Items stored from a collection

* start *

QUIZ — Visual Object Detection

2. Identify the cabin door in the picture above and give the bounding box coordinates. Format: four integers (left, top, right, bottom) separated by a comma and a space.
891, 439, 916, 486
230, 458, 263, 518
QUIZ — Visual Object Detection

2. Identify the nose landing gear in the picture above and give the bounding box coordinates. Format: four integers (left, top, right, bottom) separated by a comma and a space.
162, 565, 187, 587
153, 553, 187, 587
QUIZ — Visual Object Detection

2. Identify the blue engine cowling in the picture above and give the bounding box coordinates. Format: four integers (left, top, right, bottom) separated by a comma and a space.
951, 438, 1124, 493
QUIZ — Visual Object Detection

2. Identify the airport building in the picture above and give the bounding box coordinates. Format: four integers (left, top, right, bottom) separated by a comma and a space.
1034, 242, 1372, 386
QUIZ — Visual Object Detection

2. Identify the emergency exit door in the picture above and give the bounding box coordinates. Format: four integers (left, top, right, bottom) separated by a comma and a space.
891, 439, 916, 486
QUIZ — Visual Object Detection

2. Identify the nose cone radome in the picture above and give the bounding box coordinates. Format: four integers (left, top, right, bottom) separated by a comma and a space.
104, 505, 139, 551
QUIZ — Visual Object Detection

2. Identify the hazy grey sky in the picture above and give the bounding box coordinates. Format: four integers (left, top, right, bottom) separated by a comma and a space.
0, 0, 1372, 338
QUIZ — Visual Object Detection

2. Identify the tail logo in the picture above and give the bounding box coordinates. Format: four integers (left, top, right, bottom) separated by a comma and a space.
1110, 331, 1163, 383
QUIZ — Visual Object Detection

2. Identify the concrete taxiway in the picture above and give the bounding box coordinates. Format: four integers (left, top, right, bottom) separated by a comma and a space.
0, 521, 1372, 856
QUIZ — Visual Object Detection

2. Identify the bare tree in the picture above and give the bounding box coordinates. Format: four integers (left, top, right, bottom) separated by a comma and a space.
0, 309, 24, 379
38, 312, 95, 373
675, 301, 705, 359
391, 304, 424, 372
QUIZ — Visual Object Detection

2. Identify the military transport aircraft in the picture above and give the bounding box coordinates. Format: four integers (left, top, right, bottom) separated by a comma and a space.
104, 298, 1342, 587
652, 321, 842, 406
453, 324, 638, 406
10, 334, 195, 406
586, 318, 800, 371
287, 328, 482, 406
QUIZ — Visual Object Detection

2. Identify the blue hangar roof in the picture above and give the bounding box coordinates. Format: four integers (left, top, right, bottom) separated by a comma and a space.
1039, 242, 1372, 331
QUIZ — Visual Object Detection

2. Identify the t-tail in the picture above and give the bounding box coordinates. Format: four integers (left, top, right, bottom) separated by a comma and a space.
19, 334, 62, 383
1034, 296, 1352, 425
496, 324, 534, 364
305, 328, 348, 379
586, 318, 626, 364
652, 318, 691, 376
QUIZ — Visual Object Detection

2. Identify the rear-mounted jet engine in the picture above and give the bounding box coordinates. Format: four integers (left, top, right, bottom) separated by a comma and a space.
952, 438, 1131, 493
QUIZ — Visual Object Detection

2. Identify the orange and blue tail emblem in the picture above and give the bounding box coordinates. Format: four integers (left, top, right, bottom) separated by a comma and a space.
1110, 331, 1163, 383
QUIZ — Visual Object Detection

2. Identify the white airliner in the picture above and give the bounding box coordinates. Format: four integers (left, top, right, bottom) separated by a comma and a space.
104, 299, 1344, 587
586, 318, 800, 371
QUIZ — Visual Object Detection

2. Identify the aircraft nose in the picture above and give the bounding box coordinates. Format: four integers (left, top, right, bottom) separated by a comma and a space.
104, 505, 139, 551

* end *

THE TASK —
Count the lines in the entries above that contain the string "nose", with case counting, and reply with only that number.

RESULT OF THE EXERCISE —
3